> Exercise aim
Reproduce every one of the following entries verbatim, keeping each line and character unchanged.
* START Material for this exercise *
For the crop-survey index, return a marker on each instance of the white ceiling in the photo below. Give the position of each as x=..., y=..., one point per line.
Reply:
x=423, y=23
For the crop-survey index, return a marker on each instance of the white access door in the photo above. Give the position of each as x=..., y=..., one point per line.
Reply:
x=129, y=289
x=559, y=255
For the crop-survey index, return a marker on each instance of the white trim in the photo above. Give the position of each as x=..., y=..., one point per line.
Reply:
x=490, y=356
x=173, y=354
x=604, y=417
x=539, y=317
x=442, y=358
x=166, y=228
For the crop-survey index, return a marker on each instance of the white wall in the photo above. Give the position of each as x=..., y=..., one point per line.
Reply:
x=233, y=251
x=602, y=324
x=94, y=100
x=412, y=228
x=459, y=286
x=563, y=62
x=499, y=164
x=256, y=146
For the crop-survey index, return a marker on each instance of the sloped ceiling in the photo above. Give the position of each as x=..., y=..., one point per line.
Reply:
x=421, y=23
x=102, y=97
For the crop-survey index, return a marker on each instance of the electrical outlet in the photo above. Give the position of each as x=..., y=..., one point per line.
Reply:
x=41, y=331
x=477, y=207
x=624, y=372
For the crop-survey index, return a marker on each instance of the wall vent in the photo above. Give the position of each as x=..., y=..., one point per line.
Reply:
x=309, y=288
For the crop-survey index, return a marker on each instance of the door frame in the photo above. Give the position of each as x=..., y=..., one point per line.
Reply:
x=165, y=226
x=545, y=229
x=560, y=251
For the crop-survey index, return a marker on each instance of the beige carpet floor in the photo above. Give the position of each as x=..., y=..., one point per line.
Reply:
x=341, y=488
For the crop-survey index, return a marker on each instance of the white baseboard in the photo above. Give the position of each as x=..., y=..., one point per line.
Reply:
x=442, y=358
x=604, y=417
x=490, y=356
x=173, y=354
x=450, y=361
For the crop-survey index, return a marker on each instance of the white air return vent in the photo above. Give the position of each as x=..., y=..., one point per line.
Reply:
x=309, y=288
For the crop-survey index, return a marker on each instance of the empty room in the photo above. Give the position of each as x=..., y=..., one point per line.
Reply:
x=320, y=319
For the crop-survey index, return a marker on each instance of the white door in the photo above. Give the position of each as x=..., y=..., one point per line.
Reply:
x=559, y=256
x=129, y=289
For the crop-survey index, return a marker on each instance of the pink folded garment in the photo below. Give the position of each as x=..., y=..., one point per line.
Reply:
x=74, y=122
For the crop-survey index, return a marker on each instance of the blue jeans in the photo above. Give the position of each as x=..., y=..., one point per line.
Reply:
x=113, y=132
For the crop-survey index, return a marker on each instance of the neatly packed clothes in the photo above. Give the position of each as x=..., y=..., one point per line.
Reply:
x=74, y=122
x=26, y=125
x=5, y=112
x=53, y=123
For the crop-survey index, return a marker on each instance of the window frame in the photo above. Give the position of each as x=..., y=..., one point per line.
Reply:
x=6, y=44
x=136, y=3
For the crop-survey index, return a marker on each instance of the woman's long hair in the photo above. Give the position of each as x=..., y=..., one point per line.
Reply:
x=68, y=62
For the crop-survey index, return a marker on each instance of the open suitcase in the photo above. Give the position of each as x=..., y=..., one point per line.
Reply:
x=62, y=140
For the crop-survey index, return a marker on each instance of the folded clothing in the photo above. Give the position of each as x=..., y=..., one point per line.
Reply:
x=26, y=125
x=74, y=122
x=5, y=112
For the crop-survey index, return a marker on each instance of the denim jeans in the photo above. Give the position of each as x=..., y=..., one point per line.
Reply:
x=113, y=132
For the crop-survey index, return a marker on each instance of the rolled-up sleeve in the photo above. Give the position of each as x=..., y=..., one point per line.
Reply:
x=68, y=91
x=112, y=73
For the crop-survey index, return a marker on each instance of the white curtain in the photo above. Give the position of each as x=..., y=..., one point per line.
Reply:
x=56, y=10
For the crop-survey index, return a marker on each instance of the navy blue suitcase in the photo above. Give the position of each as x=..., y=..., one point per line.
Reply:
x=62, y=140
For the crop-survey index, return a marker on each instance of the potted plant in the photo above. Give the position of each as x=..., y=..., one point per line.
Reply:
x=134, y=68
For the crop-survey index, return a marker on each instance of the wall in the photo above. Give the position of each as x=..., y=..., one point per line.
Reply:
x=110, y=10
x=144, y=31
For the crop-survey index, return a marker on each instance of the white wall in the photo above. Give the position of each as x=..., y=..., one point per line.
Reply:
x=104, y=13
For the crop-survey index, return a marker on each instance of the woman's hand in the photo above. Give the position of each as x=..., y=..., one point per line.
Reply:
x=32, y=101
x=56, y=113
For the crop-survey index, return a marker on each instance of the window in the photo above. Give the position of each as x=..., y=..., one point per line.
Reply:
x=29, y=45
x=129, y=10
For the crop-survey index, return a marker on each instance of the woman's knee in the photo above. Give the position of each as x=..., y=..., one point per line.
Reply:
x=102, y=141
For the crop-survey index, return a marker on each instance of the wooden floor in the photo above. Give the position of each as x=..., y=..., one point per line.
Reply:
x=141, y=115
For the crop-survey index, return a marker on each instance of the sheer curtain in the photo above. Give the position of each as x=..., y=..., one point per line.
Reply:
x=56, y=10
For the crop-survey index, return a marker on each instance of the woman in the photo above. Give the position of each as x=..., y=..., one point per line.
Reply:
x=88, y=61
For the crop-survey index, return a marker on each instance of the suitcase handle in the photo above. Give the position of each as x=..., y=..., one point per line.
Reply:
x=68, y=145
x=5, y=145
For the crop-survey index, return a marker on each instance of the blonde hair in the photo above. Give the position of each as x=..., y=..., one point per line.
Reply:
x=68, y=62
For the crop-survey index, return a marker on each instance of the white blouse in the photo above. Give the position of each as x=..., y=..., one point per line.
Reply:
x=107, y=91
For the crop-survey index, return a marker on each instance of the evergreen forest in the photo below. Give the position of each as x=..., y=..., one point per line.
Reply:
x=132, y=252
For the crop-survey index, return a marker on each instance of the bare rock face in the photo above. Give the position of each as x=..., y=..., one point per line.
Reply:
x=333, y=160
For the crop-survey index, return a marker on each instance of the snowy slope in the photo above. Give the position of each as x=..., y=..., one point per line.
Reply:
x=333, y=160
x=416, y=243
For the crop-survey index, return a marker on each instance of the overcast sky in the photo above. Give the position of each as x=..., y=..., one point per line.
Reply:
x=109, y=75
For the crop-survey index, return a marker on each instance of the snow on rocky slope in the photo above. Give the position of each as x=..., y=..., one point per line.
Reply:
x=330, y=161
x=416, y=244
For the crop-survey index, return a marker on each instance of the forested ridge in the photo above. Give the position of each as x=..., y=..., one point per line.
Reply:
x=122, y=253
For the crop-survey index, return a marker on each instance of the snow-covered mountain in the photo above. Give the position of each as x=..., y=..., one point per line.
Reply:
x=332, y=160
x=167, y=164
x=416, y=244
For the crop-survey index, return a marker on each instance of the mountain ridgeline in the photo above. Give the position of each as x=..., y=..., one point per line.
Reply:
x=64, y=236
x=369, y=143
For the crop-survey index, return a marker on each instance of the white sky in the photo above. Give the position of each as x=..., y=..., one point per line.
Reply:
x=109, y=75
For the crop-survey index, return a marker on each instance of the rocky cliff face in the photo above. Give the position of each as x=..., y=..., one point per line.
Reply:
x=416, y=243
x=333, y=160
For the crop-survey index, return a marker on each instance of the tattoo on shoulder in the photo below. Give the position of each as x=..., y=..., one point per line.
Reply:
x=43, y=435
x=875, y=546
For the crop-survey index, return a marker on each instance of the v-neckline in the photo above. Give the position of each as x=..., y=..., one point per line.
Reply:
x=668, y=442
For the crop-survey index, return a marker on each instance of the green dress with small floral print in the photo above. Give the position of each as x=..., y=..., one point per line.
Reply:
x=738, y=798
* END Material for this exercise *
> Complete output
For the crop-survey index, return a marker on each instance of the white ceiling in the photo below. Give the position of each as x=..., y=..., one point per line.
Reply:
x=423, y=23
For the crop-survey index, return a marker on each instance of the white access door in the photo above. Give the position of each as x=..., y=..., one point per line.
Reply:
x=129, y=289
x=559, y=255
For the crop-survey index, return a marker on each instance of the white trim in the photo above. Give the position of each as x=..., y=..., one point per line.
Reply:
x=490, y=356
x=173, y=354
x=604, y=417
x=539, y=317
x=442, y=358
x=166, y=228
For the crop-survey index, return a marker on each instance of the white wall in the photo above. Give the position of each as x=..., y=..., one point per line.
Reply:
x=233, y=251
x=602, y=324
x=94, y=100
x=412, y=228
x=459, y=286
x=563, y=62
x=499, y=164
x=256, y=146
For the crop-survey index, return a marker on each instance of the sloped ceiling in the photo above. Give the position of each as x=..., y=..., one point per line.
Reply:
x=421, y=23
x=102, y=97
For the crop-survey index, return a marker on each instance of the electrical outlet in the photo above. Give the position of each as x=..., y=..., one point per line.
Reply:
x=41, y=331
x=477, y=207
x=624, y=372
For the crop-survey index, return a marker on each instance of the wall vent in the photo above. Give the position of each as x=..., y=..., one point per line.
Reply:
x=309, y=288
For the crop-survey index, return a marker on each instance of the door frame in the photo above. Give the position of each as x=..., y=..., one point per line.
Reply:
x=165, y=226
x=545, y=229
x=560, y=251
For the crop-survey index, return a marker on each instance of the beige carpet floor in the photo above. Give the position of each as x=..., y=..., one point per line.
Reply:
x=341, y=488
For the crop-survey index, return a marker on each instance of the white baseboard in the photo above. Give the position of each as x=..., y=..., one point per line.
Reply:
x=442, y=358
x=604, y=417
x=490, y=356
x=173, y=354
x=450, y=361
For the crop-survey index, return a marker on each instance of the white air return vent in the photo above. Give the position of each as x=..., y=..., one point per line.
Reply:
x=309, y=288
For the crop-survey index, return a marker on each instance of the empty room in the photo above. Give the position of each as x=..., y=..., one point per line.
Reply:
x=320, y=319
For the crop-survey index, return a marker on each instance of the white door in the photo above. Give the position of each as x=..., y=..., one point per line.
Reply:
x=559, y=256
x=129, y=289
For the crop-survey index, return a marker on each instance of the pink folded garment in the photo below. Give the position of each as x=..., y=..., one point per line.
Reply:
x=74, y=122
For the crop-survey index, return a marker on each instance of the blue jeans in the photo above. Give the position of each as x=..., y=..., one point per line.
Reply:
x=113, y=132
For the crop-survey index, return a marker on each instance of the neatly packed clothes in the photo above. Give the position of each as x=..., y=..., one point per line.
Reply:
x=74, y=122
x=26, y=125
x=5, y=112
x=53, y=123
For the crop-survey index, return a marker on each instance of the window frame in the photo above. Give the position of each as x=..., y=..., one point per line.
Reply:
x=6, y=44
x=136, y=3
For the crop-survey index, return a marker on each instance of the woman's long hair in the photo above. Give the position of each as x=..., y=..., one point per line.
Reply:
x=68, y=62
For the crop-survey index, return a marker on each instance of the open suitcase in the photo above. Give the position of each as x=..., y=..., one point per line.
Reply:
x=62, y=140
For the crop-survey index, return a marker on each instance of the folded clothing in the photo above. Give the position of each as x=..., y=..., one point per line.
Reply:
x=26, y=125
x=74, y=122
x=5, y=112
For the crop-survey index, return a marker on each instance of the denim jeans in the photo above. Give the position of each as x=..., y=..., one point per line.
Reply:
x=113, y=132
For the crop-survey index, return a marker on each instance of the rolled-up sleeve in the photo above. Give the position of each as x=..., y=..., one point per line.
Reply:
x=68, y=91
x=112, y=73
For the crop-survey index, return a marker on each instance of the white curtain in the photo above. Give the position of each as x=..., y=..., one point per line.
Reply:
x=56, y=10
For the crop-survey index, return a marker on each instance of the navy blue suitcase in the photo above. Give the position of each as x=..., y=..., one point per line.
Reply:
x=62, y=140
For the crop-survey index, return a marker on each instance of the potted plant in the photo above. Give the position of each as x=..., y=..., one point per line.
Reply:
x=134, y=68
For the crop-survey index, return a marker on each instance of the wall in the photo above. Give the position of each as x=..., y=..., one point per line.
Reply:
x=110, y=10
x=144, y=31
For the crop-survey index, return a marker on each instance of the white wall in the photo above. Give the position of each as x=..., y=..., one point per line.
Reply:
x=104, y=13
For the crop-survey index, return a marker on each instance of the woman's hand in the photo above. Give the position of each as x=..., y=..., one point per line.
Reply:
x=32, y=101
x=56, y=113
For the crop-survey index, return a marker on each instance of the window in the photo above. Give the position of each as x=..., y=..., one point per line.
Reply:
x=29, y=45
x=129, y=10
For the crop-survey index, return a marker on each instance of the woman's knee in the photo above. Give the position of each as x=..., y=..., one point per line.
Reply:
x=102, y=141
For the crop-survey index, return a marker on each instance of the wooden floor in the photo above. Give the position of each as x=..., y=..., one point per line.
Reply:
x=141, y=115
For the crop-survey index, return a marker on each instance of the sheer curtain in the photo above. Give the position of each as x=..., y=..., one point per line.
Reply:
x=56, y=10
For the crop-survey index, return a marker on each instance of the woman in the photo above. Give the position of each as x=..., y=..., one point per line.
Reply:
x=88, y=61
For the crop-survey index, return a marker on each instance of the suitcase handle in the photo above. Give the position of each as x=..., y=..., one point per line.
Reply:
x=68, y=145
x=5, y=145
For the crop-survey index, return a marker on each instance of the blonde hair in the photo above. Give the position of each as x=..., y=..., one point per line.
Reply:
x=68, y=62
For the crop-survey index, return a marker on each instance of the white blouse in the photo above. Give the position of each as x=..., y=..., one point per line.
Reply:
x=107, y=91
For the crop-survey index, return a marker on each instance of the evergreen forest in the photo below. Give the position of each as x=..., y=..., one point per line.
Reply:
x=132, y=252
For the crop-survey index, return a marker on each instance of the bare rock face in the photo above. Give the position of each as x=..., y=..., one point per line.
Reply:
x=333, y=160
For the crop-survey index, return a marker on each instance of the snowy slope in the photo above. Give the position of each as x=..., y=..., one point per line.
Reply:
x=333, y=160
x=416, y=243
For the crop-survey index, return a marker on each instance of the overcast sky in the photo above. Give the position of each as x=..., y=..., one point per line.
Reply:
x=109, y=75
For the crop-survey index, return a marker on each instance of the snow on rocky slope in the photo above. Give the position of each as x=..., y=..., one point per line.
Reply:
x=330, y=161
x=416, y=244
For the crop-survey index, return a marker on each instance of the forested ridge in the photo above. Give the position of each as x=..., y=..., one point per line.
Reply:
x=122, y=253
For the crop-survey index, return a marker on each instance of the snow-covered mountain in the photo above. Give the position of each as x=..., y=..., one point per line.
Reply:
x=332, y=160
x=167, y=164
x=416, y=244
For the crop-survey index, return a marker on each instance of the mountain ridgeline in the photo above. Give the position of each as x=..., y=..., one point per line.
Reply:
x=64, y=236
x=369, y=143
For the crop-survey index, return a marker on each instance of the white sky in the photo above. Give the position of each as x=..., y=..., one point per line.
Reply:
x=109, y=75
For the crop-survey index, return a marker on each instance of the rocky cliff face in the photo above. Give the position of each as x=..., y=..., one point per line.
Reply:
x=416, y=243
x=333, y=160
For the crop-survey index, return a marker on each instance of the tattoo on shoulder in the photo below. Give the position of each as x=..., y=..., one point per line.
Reply:
x=43, y=435
x=875, y=546
For the crop-survey index, return a marker on each instance of the v-neckline in the photo above. Give the position of each as x=..., y=..., one point per line.
Reply:
x=668, y=442
For the crop-survey index, return a marker on each instance of the green dress with small floral print in the photo above. Give the position of each as x=..., y=..., one point per line.
Reply:
x=738, y=798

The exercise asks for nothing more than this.